(Dataset entries)

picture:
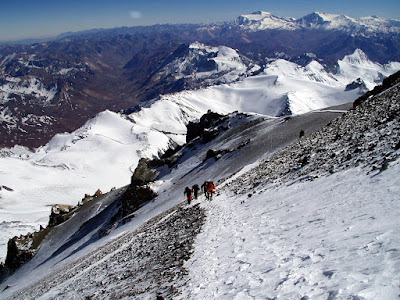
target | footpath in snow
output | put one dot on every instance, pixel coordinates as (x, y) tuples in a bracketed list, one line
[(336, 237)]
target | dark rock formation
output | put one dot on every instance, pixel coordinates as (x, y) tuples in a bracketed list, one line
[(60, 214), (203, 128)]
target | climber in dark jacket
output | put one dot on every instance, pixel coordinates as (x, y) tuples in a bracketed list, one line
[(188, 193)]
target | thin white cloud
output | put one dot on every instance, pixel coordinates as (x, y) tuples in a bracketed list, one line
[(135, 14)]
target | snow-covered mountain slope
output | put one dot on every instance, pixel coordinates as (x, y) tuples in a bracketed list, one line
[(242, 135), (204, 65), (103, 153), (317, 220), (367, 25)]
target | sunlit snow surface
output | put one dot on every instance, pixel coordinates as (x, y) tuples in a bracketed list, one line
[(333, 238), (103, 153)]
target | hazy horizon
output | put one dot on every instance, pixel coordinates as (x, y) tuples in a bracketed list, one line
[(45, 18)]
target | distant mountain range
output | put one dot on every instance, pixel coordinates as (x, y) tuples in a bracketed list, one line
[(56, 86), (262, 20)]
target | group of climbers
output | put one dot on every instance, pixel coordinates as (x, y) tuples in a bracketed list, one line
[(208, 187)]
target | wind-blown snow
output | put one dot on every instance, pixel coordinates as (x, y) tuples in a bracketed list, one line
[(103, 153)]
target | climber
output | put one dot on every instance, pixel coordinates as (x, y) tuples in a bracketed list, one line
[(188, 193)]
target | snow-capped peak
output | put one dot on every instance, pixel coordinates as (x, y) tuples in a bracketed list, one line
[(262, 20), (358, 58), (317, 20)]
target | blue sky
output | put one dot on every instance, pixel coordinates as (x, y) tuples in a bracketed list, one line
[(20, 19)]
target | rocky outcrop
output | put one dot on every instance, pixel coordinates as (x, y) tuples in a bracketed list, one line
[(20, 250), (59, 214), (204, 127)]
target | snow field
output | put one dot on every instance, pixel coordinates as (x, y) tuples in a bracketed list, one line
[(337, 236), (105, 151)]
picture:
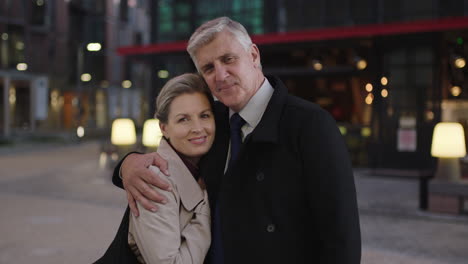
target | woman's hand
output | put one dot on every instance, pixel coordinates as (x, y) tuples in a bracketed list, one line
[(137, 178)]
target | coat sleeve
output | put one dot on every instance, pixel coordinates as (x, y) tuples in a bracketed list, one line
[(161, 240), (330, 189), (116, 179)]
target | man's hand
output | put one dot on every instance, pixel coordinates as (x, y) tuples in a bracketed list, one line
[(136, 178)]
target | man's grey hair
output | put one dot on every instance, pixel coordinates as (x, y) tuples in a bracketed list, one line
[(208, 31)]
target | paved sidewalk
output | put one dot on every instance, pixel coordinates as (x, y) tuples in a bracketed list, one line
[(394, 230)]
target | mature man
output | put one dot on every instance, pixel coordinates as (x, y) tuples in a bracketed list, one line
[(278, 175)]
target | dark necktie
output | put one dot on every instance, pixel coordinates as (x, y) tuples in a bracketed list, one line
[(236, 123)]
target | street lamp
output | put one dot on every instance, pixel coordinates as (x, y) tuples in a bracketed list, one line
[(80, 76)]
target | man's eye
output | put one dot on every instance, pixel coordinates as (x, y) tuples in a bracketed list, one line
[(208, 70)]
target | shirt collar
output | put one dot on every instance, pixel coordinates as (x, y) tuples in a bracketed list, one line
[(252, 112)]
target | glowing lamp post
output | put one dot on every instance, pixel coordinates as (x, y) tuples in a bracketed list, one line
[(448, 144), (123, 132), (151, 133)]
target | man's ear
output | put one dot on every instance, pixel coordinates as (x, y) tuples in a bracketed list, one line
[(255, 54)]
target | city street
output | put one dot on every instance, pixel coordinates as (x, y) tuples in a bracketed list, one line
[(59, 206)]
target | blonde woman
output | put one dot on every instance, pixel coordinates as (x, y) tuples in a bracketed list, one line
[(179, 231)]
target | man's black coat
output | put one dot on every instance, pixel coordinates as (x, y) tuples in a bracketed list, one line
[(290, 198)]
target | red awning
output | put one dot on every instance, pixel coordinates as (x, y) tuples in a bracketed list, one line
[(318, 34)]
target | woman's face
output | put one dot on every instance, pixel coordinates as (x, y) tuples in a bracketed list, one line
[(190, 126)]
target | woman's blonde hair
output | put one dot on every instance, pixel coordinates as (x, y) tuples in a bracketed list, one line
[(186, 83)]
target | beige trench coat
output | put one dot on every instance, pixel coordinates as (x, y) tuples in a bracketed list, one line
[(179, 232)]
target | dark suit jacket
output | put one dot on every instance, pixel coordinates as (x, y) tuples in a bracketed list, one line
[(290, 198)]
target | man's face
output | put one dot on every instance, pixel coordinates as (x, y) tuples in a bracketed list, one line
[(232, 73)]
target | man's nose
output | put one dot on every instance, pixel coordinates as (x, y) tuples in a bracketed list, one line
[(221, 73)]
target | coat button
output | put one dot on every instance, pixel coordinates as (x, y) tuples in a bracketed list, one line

THE EXERCISE:
Repeat every one of the items above word for word, but leave the pictures out of your answer.

SOLUTION TO THE EXERCISE:
picture:
target | footpath in snow
output | put one dot on every instance, pixel coordinates as (x, y) tuples in a bracketed list, one line
[(336, 237)]
target | dark rock formation
output | put one dot on every instance, pixel coordinates as (x, y) tuples in a bracketed list, one line
[(60, 214), (203, 128)]
target | climber in dark jacket
output | put one dot on every instance, pixel coordinates as (x, y) tuples in a bracketed list, one line
[(188, 193)]
target | thin white cloud
output | put one dot on every instance, pixel coordinates as (x, y) tuples in a bracketed list, one line
[(135, 14)]
target | snow-covered mountain slope
output | put one dot on every instance, pixel coordinates as (x, y) tuples in a bracketed list, one line
[(242, 135), (204, 65), (103, 153), (317, 220), (367, 25)]
target | sunlit snow surface
output | put one dot on every instance, pixel coordinates as (x, y) tuples in a bracketed list, one line
[(333, 238), (103, 153)]
target | hazy horizon
output | put one dot on every instance, pixel coordinates as (x, y) tuples in a bracketed list, one line
[(45, 18)]
target | distant mountain range
output | put one dot on every instance, pixel coordinates as (x, y) tuples in a bracketed list, one line
[(56, 86), (262, 20)]
target | group of climbers
output | put one dot on every instance, pixel coordinates as (x, y) tuples in a bracketed list, one line
[(208, 187)]
target | wind-blown snow
output | put one dot on every instance, pixel coordinates as (x, y) tuples in a bracketed list, one line
[(103, 153)]
target | climber
output | put one dot on every instance, pixel coordinates as (x, y) tuples in a bracketed list, one line
[(188, 193)]
target | snow-capped peak
output | put one dot on every instance, pixel coordinates as (x, y) tuples in a bracketed list, one line
[(262, 20), (358, 58), (317, 20)]
target | blue sky
output | put one dot on every instance, pixel coordinates as (x, y) tuples in a bracketed list, one line
[(20, 19)]
target | rocky outcrop
output | put one dot on every instance, pixel coordinates as (x, y) tuples in a bracketed list, one line
[(20, 250), (59, 214), (204, 127)]
target | snow field
output | put one dot on every instance, pixel coordinates as (x, y) tuples in a bracketed list, one line
[(337, 236), (105, 151)]
picture:
target | woman's hand
output | put one dot on every instance, pixel coordinates as (x, y) tuples in a bracketed list, one line
[(137, 178)]
target | coat sleeve
output | put one dot on every instance, pixel coordinates as (x, y) tuples in a bracketed list, one line
[(161, 240), (330, 189), (116, 179)]
target | man's hand
output | put one dot on every instance, pixel coordinates as (x, y) tuples in a bracketed list, one line
[(136, 178)]
target | man's grey hair
output | put one dot on every instance, pixel coordinates as (x, y) tuples in a bracketed list, one line
[(208, 31)]
target | paved sidewalk
output | put one dot on every instance, pixel coordinates as (x, y) tuples in a bracketed list, one line
[(394, 230)]
target | mature man
output | put one dot on every instance, pixel coordinates as (x, y) tuples in a bracketed list, one line
[(278, 175)]
target | dark necktie
output | put one dot on every instance, pixel coordinates as (x, y) tuples in a bracketed list, one line
[(236, 123)]
target | street lamp
output | put one dot on every instance, pixel coordinates as (x, y) tuples in a bracketed list, one line
[(80, 76)]
target | man's eye
output | put one dot on every instance, pixel coordinates as (x, y) tuples in a bracketed list, one line
[(208, 70)]
target | shirt collar
output | put one dot on every instance, pixel coordinates as (x, y) tuples in a bracketed list, one line
[(252, 112)]
target | glowing lamp post
output | put one dot on every instance, pixel coordinates as (x, y) tuples in a bracketed list, one line
[(448, 144), (123, 132), (151, 133)]
target | man's ear
output | put one dot on every instance, pixel coordinates as (x, y) tuples in a bracketed list, one line
[(255, 54)]
target | city street
output | put one dot on every instance, pixel coordinates as (x, y) tuples in a bracketed list, one line
[(59, 206)]
target | blonde woman
output | put one dot on every instance, pixel coordinates as (x, y) tuples in a bracketed list, one line
[(179, 231)]
target | man's black coat
output | put one dot on every instance, pixel coordinates as (x, y) tuples in a bracketed list, one line
[(290, 198)]
target | red awning
output | put one dot on every instance, pixel coordinates as (x, y) tuples in a bracketed list, one line
[(318, 34)]
target | woman's face
output | put one dot on every instance, pixel coordinates as (x, y) tuples in a bracketed list, one line
[(190, 126)]
target | woman's blonde hair
output | put one dot on every instance, pixel coordinates as (x, y) tuples in a bracketed list, one line
[(186, 83)]
target | beige trench coat
output | put one dot on every instance, pixel coordinates as (x, y) tuples in a bracketed list, one line
[(179, 232)]
target | dark suit jacket
output | put one dot on every instance, pixel coordinates as (x, y) tuples in a bracketed list, one line
[(290, 198)]
target | man's face
output | put one dot on every instance, pixel coordinates as (x, y) tuples in a bracketed list, one line
[(232, 73)]
target | man's nose
output | put one dot on every instance, pixel coordinates as (x, y) tuples in a bracketed list, one line
[(221, 73)]
target | coat button
output | put one dot on every instance, pixel coordinates as (x, y) tuples in a bracketed list, one line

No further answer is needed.